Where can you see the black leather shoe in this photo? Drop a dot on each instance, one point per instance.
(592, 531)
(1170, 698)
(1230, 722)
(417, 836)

● Work request
Transcribe the full listing exactly, leaving out no line.

● Result
Where can you see the black leather shoe in this photo? Drop a dot on each instance, one point per instance.
(592, 531)
(1170, 698)
(1230, 722)
(417, 836)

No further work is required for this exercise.